◆ **Source text**
--------------------------------

Updated: Sept. 9, 2021 at 1:32 a.m.
A nursing professor helped launch a podcast about health disparities and burnout within the nursing profession in collaboration with the National Academy of Medicine last Tuesday.
Ashley Darcy-Mahoney, an associate professor of nursing who worked with the NAM to staff and produce the podcast titled “The Future of Nursing,” said the new show will contain eight 30-minute episodes featuring frontline nurses and experts in health equity from across the country. She said nurses will share stories about their experiences during the COVID-19 pandemic, their careers and the role they play in addressing inequities like the lack of access to health care that marginalized communities face.
“What we hope this podcast will help is that the achievement of health equity in the United States can and should be built on strengthening nursing capacity and expertise, including removing permanent barriers,” Darcy-Mahoney said.
Darcy-Mahoney said health disparities in the United States are “stark,” and uninsured people are less likely to receive preventative care. She said nurses face many barriers like the scope of practice required to become a registered nurse and preventative licensure laws, like requirements for health practice to be supervised by another health provider or doctor.
Darcy-Mahoney said the episodes will release weekly on Spotify, Google Podcasts and Apple Podcasts.
She said the podcast is based on a report published by the National Academy of Medicine called the “The Future of Nursing 2022-2030,” which addresses the role nurses play in increasing access to health care and diversifying the health workforce. Darcy-Mahoney said she spent the past year as the NAM’s nurse scholar in residence, editing, writing and helping produce the report.

--------------------------------

◆ **Task 1**
Copy out the part of the nursing podcast article above that runs between "Updated: Sept. 9, 2021" and "Medicine last Tuesday.", inclusive.
◆ **Task 2**
Write what comes next in the nursing podcast article, picking up after its final sentence.

[Stored items from a collection]
--------------------------------

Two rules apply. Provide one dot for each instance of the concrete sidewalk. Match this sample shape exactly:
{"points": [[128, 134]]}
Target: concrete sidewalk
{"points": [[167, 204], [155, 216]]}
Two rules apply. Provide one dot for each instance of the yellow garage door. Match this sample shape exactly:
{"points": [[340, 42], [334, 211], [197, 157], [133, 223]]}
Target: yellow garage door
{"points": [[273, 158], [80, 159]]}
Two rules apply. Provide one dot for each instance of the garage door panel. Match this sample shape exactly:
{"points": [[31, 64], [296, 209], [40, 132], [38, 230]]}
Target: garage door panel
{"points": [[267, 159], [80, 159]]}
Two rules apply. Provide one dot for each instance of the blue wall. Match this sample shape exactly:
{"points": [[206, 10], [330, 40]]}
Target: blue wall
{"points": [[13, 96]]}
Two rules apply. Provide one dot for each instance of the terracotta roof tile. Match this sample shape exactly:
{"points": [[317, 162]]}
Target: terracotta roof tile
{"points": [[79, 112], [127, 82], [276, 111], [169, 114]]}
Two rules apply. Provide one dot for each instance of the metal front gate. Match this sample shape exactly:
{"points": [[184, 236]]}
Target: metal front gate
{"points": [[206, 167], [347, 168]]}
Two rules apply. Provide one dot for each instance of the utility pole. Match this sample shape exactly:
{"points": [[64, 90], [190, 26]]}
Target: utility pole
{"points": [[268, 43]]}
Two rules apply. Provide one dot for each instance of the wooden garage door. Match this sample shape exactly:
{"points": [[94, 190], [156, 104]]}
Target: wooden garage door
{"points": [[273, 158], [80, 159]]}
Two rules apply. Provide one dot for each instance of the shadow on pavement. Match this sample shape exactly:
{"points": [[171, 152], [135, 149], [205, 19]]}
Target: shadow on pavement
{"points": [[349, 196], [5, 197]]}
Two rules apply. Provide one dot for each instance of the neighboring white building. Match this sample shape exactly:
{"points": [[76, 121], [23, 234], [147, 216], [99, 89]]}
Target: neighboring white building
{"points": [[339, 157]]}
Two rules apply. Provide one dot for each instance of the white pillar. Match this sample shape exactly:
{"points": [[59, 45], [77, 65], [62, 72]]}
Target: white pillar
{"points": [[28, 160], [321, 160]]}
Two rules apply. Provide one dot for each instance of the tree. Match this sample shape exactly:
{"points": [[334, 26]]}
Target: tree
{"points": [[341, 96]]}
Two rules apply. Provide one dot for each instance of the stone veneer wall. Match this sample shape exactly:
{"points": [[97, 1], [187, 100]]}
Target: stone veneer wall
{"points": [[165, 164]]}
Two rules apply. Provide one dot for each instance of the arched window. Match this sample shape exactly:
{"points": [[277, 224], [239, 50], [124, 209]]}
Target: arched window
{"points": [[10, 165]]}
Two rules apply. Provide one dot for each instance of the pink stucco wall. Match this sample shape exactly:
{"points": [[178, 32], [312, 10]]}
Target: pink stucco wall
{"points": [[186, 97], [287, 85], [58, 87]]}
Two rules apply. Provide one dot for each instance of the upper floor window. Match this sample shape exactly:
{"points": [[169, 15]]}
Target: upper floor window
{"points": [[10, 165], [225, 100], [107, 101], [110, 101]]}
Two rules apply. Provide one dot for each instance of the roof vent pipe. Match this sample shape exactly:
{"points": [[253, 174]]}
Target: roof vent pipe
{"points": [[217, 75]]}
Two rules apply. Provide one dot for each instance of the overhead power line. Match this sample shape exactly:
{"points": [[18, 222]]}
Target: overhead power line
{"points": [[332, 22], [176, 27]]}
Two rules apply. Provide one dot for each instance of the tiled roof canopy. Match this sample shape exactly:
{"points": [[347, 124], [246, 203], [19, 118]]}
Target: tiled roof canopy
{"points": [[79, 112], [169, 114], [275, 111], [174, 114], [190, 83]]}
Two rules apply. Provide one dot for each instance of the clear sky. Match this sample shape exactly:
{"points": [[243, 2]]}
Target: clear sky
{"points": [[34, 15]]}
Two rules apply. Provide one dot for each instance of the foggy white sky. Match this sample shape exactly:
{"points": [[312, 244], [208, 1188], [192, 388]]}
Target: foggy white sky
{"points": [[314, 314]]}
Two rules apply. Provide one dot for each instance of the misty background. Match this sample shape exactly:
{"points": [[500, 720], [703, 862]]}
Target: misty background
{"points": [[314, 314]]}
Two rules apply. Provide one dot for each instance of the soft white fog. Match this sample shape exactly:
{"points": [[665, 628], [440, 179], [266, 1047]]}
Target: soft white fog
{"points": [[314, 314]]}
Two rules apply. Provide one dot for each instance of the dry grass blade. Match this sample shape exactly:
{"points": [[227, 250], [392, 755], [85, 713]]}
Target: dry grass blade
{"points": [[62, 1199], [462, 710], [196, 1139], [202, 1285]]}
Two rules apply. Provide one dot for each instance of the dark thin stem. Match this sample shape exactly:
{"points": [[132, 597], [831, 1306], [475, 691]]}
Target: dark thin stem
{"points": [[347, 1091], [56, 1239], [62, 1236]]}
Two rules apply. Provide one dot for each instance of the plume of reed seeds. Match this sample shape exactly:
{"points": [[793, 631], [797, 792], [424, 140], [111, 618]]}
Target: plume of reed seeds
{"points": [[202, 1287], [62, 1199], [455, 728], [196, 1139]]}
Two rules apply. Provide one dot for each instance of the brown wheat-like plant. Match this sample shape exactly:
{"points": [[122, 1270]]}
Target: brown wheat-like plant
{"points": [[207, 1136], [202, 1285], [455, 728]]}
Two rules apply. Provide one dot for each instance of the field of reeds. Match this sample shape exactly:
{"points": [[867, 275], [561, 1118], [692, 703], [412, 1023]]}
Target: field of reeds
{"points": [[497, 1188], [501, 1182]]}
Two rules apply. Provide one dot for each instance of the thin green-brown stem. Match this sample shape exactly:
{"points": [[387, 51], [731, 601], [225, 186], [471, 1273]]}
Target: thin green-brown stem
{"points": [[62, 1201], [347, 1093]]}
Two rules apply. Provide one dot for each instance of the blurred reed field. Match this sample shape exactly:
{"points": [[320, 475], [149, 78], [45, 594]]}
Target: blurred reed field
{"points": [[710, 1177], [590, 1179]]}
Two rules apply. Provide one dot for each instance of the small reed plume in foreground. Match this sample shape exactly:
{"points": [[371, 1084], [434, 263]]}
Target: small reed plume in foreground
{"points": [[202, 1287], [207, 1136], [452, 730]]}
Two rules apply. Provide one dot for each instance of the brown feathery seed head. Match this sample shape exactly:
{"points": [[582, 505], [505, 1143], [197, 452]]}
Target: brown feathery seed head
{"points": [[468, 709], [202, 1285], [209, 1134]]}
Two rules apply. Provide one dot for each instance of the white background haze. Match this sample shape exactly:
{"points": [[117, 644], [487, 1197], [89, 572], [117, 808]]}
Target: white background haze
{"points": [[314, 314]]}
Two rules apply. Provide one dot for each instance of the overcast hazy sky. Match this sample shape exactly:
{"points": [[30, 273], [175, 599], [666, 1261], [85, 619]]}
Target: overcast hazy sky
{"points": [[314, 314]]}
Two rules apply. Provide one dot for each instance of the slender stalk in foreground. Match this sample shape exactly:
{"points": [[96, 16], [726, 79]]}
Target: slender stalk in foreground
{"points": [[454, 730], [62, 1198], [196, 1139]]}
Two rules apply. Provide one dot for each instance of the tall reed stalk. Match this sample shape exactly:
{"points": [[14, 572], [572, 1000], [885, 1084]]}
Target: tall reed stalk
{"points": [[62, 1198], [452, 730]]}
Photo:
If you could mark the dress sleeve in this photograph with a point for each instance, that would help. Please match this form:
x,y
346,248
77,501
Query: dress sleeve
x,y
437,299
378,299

--------------------------------

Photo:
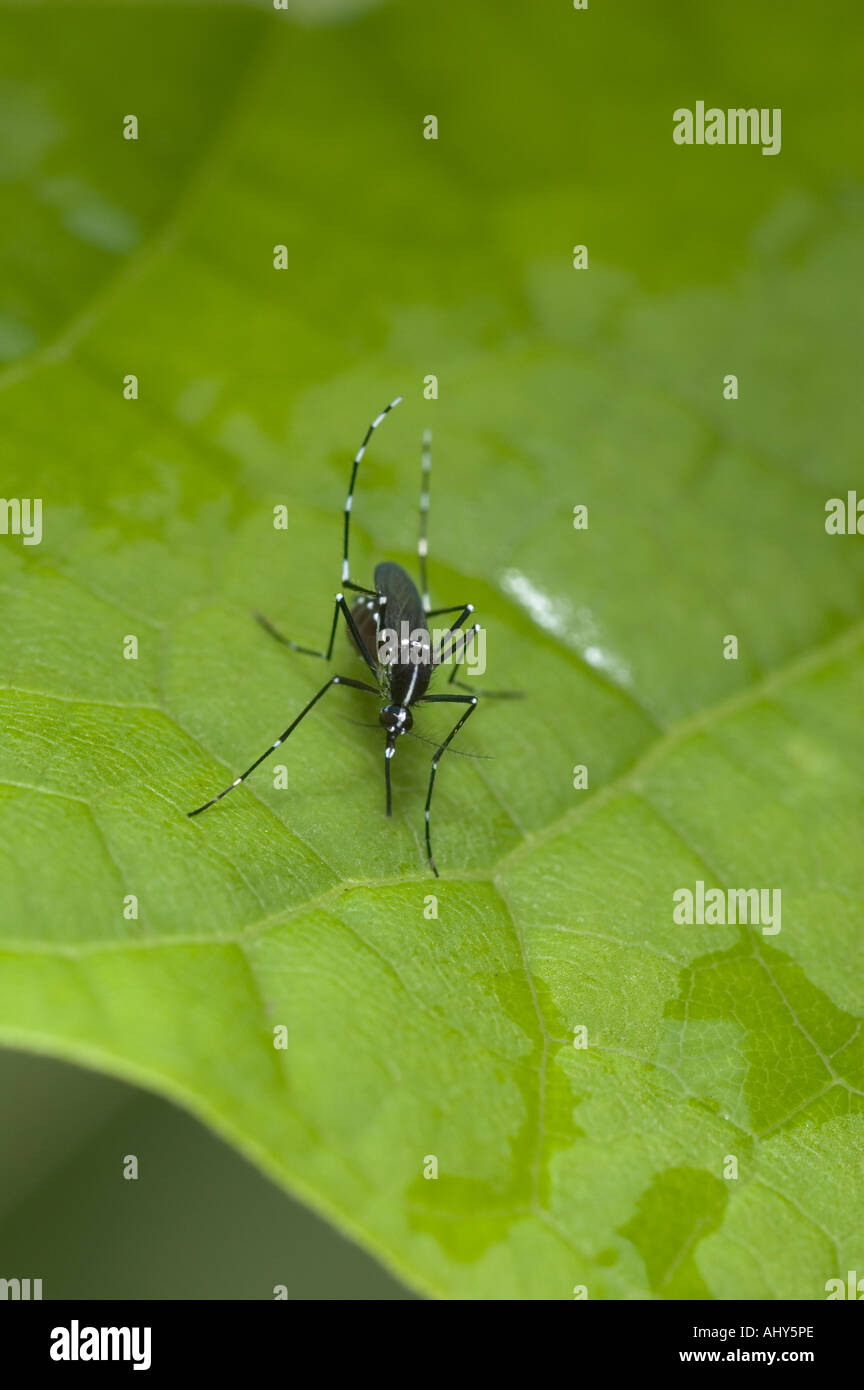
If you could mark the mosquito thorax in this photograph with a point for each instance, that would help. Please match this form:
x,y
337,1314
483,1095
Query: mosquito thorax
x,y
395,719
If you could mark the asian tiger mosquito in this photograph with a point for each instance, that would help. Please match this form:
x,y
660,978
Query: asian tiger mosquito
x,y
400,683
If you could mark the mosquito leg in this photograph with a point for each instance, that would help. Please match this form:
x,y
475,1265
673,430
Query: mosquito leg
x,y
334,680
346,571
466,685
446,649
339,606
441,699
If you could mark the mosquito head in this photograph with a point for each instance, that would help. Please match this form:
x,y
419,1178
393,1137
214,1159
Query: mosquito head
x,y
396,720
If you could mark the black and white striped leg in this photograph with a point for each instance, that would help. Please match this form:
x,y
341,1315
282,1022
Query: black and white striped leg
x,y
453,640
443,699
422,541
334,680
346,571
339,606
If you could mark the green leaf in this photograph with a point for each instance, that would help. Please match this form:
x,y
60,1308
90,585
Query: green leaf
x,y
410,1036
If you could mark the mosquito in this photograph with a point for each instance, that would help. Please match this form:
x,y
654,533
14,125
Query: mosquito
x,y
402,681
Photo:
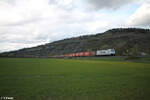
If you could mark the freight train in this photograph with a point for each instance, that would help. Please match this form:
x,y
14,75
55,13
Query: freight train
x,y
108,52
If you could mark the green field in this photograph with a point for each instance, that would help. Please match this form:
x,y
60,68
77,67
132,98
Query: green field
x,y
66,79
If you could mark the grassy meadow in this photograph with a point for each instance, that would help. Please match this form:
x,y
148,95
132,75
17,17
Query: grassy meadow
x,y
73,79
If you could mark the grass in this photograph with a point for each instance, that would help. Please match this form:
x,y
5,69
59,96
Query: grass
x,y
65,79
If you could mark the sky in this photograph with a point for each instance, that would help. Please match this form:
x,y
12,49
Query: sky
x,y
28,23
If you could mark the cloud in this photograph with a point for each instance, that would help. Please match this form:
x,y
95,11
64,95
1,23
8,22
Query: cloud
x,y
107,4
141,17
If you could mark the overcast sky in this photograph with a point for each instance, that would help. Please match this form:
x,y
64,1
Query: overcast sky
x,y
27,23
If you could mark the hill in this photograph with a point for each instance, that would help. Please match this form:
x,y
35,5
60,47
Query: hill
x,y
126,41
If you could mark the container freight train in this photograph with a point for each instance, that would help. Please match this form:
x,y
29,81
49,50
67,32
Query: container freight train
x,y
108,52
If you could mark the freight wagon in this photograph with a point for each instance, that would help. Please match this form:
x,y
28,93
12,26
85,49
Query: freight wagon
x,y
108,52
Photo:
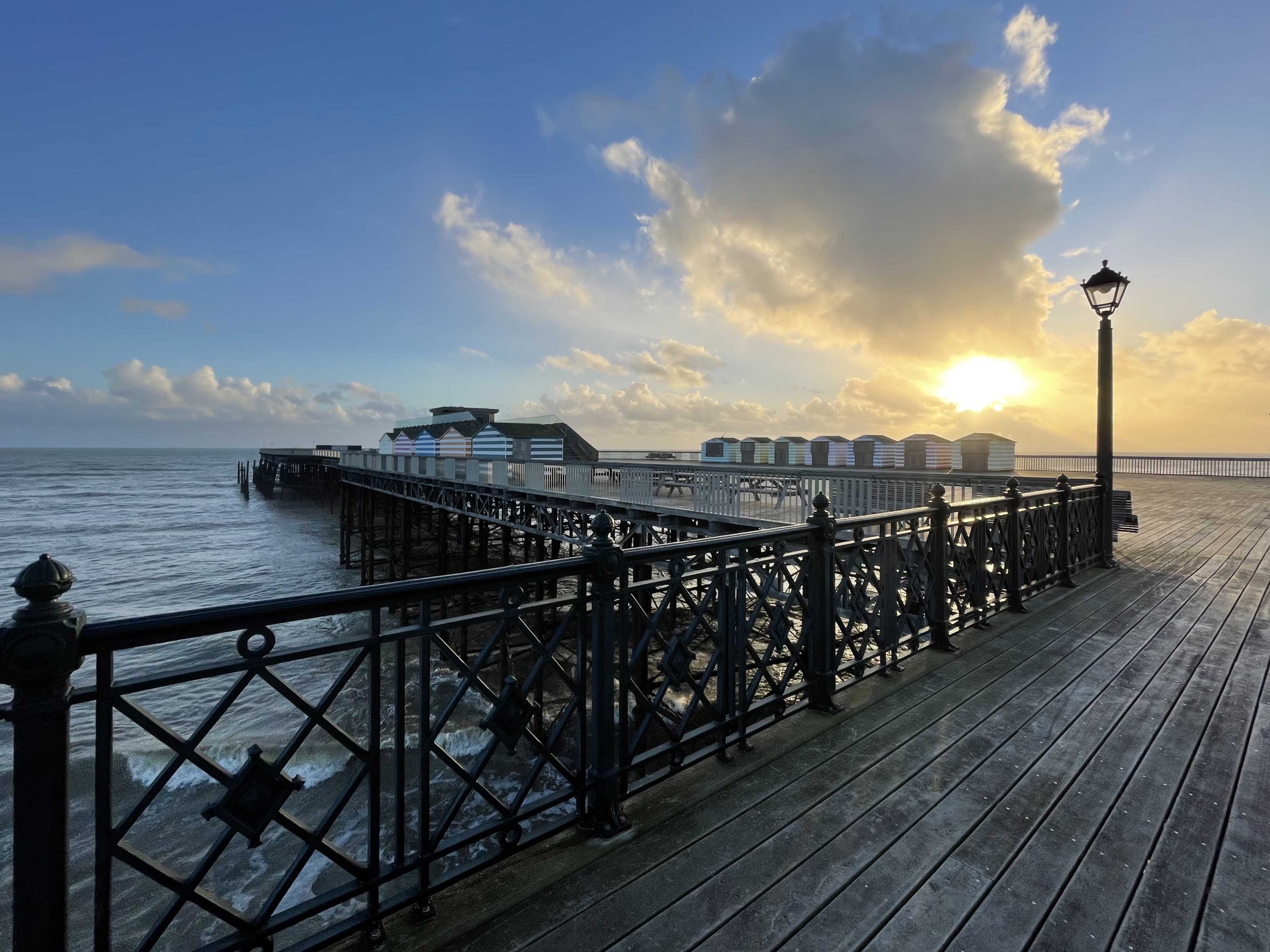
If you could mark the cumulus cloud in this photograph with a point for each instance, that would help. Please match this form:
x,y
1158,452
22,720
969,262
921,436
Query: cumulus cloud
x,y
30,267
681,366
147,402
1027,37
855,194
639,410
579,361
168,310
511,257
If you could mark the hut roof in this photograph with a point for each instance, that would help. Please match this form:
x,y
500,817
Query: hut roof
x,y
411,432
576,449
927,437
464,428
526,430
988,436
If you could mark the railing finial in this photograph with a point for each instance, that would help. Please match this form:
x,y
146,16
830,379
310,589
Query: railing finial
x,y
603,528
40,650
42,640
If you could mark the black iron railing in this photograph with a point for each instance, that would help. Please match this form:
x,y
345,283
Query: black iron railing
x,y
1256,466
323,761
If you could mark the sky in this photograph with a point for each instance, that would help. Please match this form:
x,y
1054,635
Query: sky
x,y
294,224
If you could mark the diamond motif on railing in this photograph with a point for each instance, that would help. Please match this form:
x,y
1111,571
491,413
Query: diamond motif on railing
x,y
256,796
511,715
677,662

--------------------------------

◆ **Answer box 1**
Updated: Sept. 9, 2021 at 1:32 a.m.
A nursing professor helped launch a podcast about health disparities and burnout within the nursing profession in collaboration with the National Academy of Medicine last Tuesday.

◆ **Answer box 2**
The American Nurses Association, the American Academy of Nursing and the American Nurses Foundation, all support the NAM’s nurse scholar-in-residence program.
Darcy-Mahoney said Charmaine Lawson, a nationally recognized and award winning nurse practitioner, will co-host the podcast with funding from the Robert Wood Johnson Foundation, a philanthropic organization committed to improving health care in the United States.
She said she hopes the podcast will “bring the Future of Nursing report to life” and reach patients, community members, physicians and nurses.
Darcy-Mahoney said the first episode, which came out last week, features Felicia Bowen – the assistant dean of undergraduate programs at the Medical University of South Carolina and a retired army nurse – who discussed her experiences working with veterans. She said the upcoming episodes discuss removing barriers to health care, like high copayments, diversifying the nursing education workforce and recruiting students from different backgrounds.
“Nursing schools need to intentionally recruit, support and mentor faculty and students from diverse backgrounds to ensure that the next generation of nurses reflect the community that it serves,” Darcy-Mahoney said.
Experts in nursing said the podcast will shed light on the nursing profession for people who don’t follow statistical reports about nursing inequities.
Dalmacio Flores, an assistant professor of nursing at the University of Pennsylvania and an HIV and AIDS certified registered nurse, said nurses are vocal in their advocacy about their patients and themselves, and he doubts the podcast will shy away from any controversial topics.
“I think it will do justice by covering what needs to be covered and hopefully being honest and calling out the systems that need to do better so that our profession thrives and is able to allow nurses to do what it is that we’re good at,” Flores said.
Flores said it’s “beautiful” that the podcast features personal anecdotes, including one from a nurse practitioner’s experiences working in Macon County Alabama, one of the poorest counties in the state.
The podcast will also feature health care professionals like Susan Hasmiller, the senior adviser for nursing at the Robert Wood Johnson Foundation, and Michael McGinnis, a senior scholar at the NAM.
Sue Anne Bell, an assistant professor of nursing at the University of Michigan School of Nursing, said the lack of diversity in the nursing field served as another major issue that the podcast discussed in the first episode. She said diversifying the workforce beyond its current base of white women will help build a system in which nurses come from the communities they serve.
Hispanic and Black nurses made up just 10.2 and 7.8 percent of registered nurses this year, respectively, according to data compiled by Carson-Newman University.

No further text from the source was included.